— BEGIN EXCERPTED PASSAGE —

Published on The Nation (http://www.thenation.com)

Vanishing Points: Language Poetry Remembered
Barry Schwabsky | January 12, 2011 

[contd. from last post]

Because Language poets had been tagged as theorists when one of the prime themes of theory was supposedly “the death of the author,” and because they were the authors of poetry that seemed to have evacuated the prized lyric “voice” or “I”—the feelingful self as the ground of the poem’s coherence—it might be taken as a sign of retrenchment that a group of those poets have undertaken a retrospect of their project in its early years under the sign of autobiography. Have they acquiesced, finally, perhaps a minute too late, to the Age of Oprah, in which the tell-all memoir has become the most valued form of writing, and the sense of authenticity, or rather the illusion of it, is all?

Not exactly. In any case, at least with respect to these poets, reports of the death of the author have always been greatly exaggerated. Isn’t one of the best, and best-known, works to come out of Language poetry the one called My Life (by Hejinian, published in 1980 and then revised in 1987)? It would be more accurate to say that Language writing determines not to take notions like “self” and “authorship” for granted but to unsettle them. “In the most interesting ‘lyric’ poems,” Armantrout writes in Part 8 of The Grand Piano, “we can still see the shifting dangerous ground on which the self stands.” Or as Watten concluded from reading Ketjak, “Identity…is open-ended.” Even so, identity is likely to feel a lot less open-ended when you’re in your 60s than when you’re in your 30s. Rather than the self seeming to be scarily, excitingly in danger of losing its footing on uneven terrain, it might seem uncomfortably hemmed in by the too-sturdy remnants of its previous incarnations. Looking back on one’s younger self involves both identification and estrangement, the unity of the self and its fragmentation. Where does the emphasis fall?

— END EXCERPTED PASSAGE —
— BEGIN DATA ENTRIES —

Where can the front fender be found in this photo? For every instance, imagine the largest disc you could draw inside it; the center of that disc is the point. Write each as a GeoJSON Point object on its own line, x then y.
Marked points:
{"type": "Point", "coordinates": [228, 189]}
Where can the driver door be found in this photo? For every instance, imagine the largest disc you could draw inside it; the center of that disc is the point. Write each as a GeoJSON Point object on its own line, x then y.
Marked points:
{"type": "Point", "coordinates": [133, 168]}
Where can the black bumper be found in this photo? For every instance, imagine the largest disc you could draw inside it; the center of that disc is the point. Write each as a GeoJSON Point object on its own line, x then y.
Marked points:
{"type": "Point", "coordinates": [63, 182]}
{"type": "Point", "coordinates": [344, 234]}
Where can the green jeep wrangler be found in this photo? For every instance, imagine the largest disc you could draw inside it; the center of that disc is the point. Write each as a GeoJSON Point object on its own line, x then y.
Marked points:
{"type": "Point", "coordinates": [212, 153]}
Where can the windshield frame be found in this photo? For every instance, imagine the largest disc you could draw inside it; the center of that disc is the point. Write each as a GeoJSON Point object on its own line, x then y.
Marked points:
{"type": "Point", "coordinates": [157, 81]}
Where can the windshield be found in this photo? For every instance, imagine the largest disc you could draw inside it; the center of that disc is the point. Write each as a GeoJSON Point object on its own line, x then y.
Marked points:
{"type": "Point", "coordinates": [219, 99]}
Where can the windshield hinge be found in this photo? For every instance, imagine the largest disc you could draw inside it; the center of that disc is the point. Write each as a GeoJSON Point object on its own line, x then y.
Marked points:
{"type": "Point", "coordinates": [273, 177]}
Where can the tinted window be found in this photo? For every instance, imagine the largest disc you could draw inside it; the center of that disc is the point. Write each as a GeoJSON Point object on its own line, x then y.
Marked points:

— END DATA ENTRIES —

Can you write out the Language poetry essay again, starting at "Because Language poets" and ending at "it, is all?", and swap "retrenchment" for "retreat"? The records have nothing to do with the Language poetry essay.

THE RESPONSE
Because Language poets had been tagged as theorists when one of the prime themes of theory was supposedly “the death of the author,” and because they were the authors of poetry that seemed to have evacuated the prized lyric “voice” or “I”—the feelingful self as the ground of the poem’s coherence—it might be taken as a sign of retreat that a group of those poets have undertaken a retrospect of their project in its early years under the sign of autobiography. Have they acquiesced, finally, perhaps a minute too late, to the Age of Oprah, in which the tell-all memoir has become the most valued form of writing, and the sense of authenticity, or rather the illusion of it, is all?